=== Working data ===

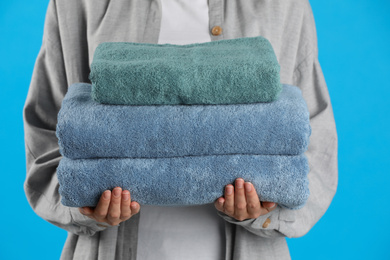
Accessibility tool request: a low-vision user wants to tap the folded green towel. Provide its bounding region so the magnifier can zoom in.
[89,36,282,105]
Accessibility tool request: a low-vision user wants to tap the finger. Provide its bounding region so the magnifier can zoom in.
[223,184,234,216]
[120,190,131,221]
[214,197,225,212]
[245,182,261,218]
[92,190,111,222]
[234,178,248,220]
[107,187,122,226]
[130,201,141,216]
[79,207,93,217]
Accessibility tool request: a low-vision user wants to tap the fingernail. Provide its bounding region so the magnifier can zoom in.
[113,188,121,198]
[236,179,244,189]
[245,182,252,192]
[122,192,130,201]
[103,190,110,200]
[226,186,233,195]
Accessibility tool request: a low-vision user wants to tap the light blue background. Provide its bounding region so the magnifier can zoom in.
[0,0,390,260]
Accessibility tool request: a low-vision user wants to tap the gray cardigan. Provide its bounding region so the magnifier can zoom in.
[24,0,337,260]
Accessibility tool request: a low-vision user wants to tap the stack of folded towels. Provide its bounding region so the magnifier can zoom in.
[57,36,311,209]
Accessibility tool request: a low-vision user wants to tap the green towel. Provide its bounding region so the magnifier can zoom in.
[89,36,282,105]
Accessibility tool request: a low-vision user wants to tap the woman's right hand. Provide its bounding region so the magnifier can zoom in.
[79,187,140,226]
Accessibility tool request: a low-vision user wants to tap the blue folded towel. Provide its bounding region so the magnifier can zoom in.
[57,83,311,159]
[57,154,309,209]
[89,36,281,105]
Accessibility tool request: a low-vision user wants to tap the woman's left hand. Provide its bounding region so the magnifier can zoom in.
[214,178,277,221]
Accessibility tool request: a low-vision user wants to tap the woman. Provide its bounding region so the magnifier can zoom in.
[24,0,337,259]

===

> **Challenge**
Copy out all of the data above line for line without changing anything, and leave the pictures out.

> **Exercise output**
Accessibility tool request: a low-vision user wants to tap the folded green towel. Provide its bounding region so the magnifier can zoom in.
[89,36,282,105]
Accessibility tool request: a low-vision user wants to tap the finger. Provide its bounding region so the magnifier can zoom in.
[223,184,234,216]
[120,190,131,221]
[214,197,225,212]
[245,182,261,218]
[92,190,111,222]
[234,178,248,220]
[107,187,122,226]
[130,201,141,216]
[79,207,93,217]
Accessibility tool request: a low-vision user wants to tap the fingernail. Provide its bounding region so the magnifier can zoom in.
[113,188,121,198]
[236,179,244,189]
[245,182,252,192]
[122,192,130,201]
[103,190,110,200]
[226,186,233,195]
Accessibility tool request: a low-vision user wants to tap the light blue background. Provide its bounding region so the magnifier can zoom in.
[0,0,390,260]
Accessibility tool request: a low-vision user wants to tap the gray cardigan. Provide its bounding region so the magnifier can zoom in.
[24,0,337,260]
Accessibility tool request: a low-vision user wants to tap the stack of folded towels. Provide its bounding region so the magnifier can zoom in.
[57,36,311,209]
Accessibility tool request: a low-vision user wants to tap the green towel. Provide its bounding region so the magnifier can zoom in.
[89,36,282,105]
Accessibility tool request: a low-vision user wants to tap the woman's right hand. Provide its bounding region so the magnifier can zoom in.
[79,187,140,226]
Accessibility tool request: a low-vision user wants to tap the blue folded towel. Provide its bounding region so the magnifier can zoom in.
[57,83,311,159]
[57,154,309,209]
[89,36,281,105]
Accessibility tool request: a low-vision user wants to tap the woman's left hand. Provide its bounding region so the magnifier can zoom in.
[214,178,277,221]
Accessibility tool request: a low-vision user wants to tap the woman. Provide its bounding region so the magnifier can zoom in.
[24,0,337,259]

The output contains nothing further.